• **Text provided**:

+ + + + + + +

December Recap

We collaborated with Women in Kaggle Philly to provide an Introduction to Machine Learning (ML).

ML is the science of getting computers to learn from data without explicit programming. ML has led to advances in speech recognition, tumor identification, self-driving cars, and many other arenas. You probably interact with ML every day!

This meetup featured a lightning talk introducing some key concepts followed by a hands-on Kaggle competition tutorial.

A brief introduction to Machine Learning

Tamera Lanham, a data scientist at Elsevier, gave a lightning talk introducing ML. Her slides are available here.

Tamera discussed the distinction between supervised and unsupervised learning:

  • Supervised learning involves labelled data. A model can be fitted to this data in order to generate predictions about new data.
  • Unsupervised learning does not involve labelled data. Instead, the model infers structure within the data.

Tamera overviewed some model types including tree-based models and neural networks. A main take-away was that we shouldn’t be afraid to try out some ML techniques!

Kaggle competition tutorial

Ran Liu, Women in Kaggle Philly organiser and PhD Candidate in Sociology at Penn, led the Kaggle competition tutorial. Before delving into code, Ran introduced Kaggle and Women in Kaggle Philly:

  • Kaggle is a data science and machine learning online community. Kaggle is famous for hosting machine learning competitions, but it also offers a public data platform, a cloud-based workbench, and educational resources for AI education.
  • Women in Kaggle Philly is a meetup group for women interested in participating and exploring Kaggle competitions within an inclusive and supportive environment. They organize talks, workshops, and social events regularly.

+ + + + + + +

• **Actions to take**:
1. According to the meetup recap, what is Tamera Lanham's job?
2. Write the next part of the meetup recap, picking up after its last sentence.
The records have nothing to do with the meetup recap.

+ + + + + + +

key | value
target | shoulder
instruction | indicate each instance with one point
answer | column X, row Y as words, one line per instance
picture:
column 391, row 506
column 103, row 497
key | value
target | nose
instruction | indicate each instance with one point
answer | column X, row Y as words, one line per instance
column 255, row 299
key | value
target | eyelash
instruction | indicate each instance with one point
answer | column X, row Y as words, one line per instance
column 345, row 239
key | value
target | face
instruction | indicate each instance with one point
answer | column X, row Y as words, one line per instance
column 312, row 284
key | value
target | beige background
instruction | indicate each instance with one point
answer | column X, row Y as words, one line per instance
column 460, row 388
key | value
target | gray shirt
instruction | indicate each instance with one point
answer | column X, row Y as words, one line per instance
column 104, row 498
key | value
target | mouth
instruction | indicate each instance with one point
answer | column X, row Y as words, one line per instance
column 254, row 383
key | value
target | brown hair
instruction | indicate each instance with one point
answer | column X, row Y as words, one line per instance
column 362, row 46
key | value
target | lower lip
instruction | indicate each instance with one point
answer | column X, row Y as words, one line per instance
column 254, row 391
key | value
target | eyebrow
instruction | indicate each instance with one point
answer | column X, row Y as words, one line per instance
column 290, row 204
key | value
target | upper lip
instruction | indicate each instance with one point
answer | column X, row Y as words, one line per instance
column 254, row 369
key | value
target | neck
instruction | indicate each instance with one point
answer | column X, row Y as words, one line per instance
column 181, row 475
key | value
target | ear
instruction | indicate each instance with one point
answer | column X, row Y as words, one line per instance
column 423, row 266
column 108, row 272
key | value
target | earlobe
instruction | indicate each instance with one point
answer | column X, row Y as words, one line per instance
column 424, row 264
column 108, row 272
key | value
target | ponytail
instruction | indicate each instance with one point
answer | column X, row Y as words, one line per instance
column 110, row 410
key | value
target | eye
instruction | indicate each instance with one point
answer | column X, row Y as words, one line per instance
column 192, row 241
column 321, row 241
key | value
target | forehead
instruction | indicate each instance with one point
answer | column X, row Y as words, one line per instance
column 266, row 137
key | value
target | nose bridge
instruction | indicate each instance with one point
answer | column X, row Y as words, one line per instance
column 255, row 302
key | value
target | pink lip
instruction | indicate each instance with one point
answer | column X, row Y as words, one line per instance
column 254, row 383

+ + + + + + +

• **Responses**:
1. She is a data scientist at Elsevier.

2.
Ran prepared this R notebook which we worked through during the tutorial.

We covered the following steps:

  1. Data Loading importing the data
  2. A Very Simple Exploratory Data Analysis (EDA) understanding the data
  3. Data Preprocessing AKA data cleaning/wrangling
  4. Simple Feature Engineering creating new predictor variables from the data
  5. Modeling & Evaluation fitting your model and seeing how well it does (we used Lasso regression and XGBoost)
  6. Creating Submission File submitting your prediction to the competition

We recommend taking a look at Ran’s R notebook. It includes R code for each of these steps interleaved with helpful explanations and links to supplementary material.

Thank you

  • Many thanks to our expert presenters Tamera Lanham and Ran Liu!
  • Orchestrall sponsored this meetup. Orchestrall creates healthcare solutions for a global world. They greatly value diversity and are very supportive of R-Ladies’ mission!
  • We were hosted by WeWork.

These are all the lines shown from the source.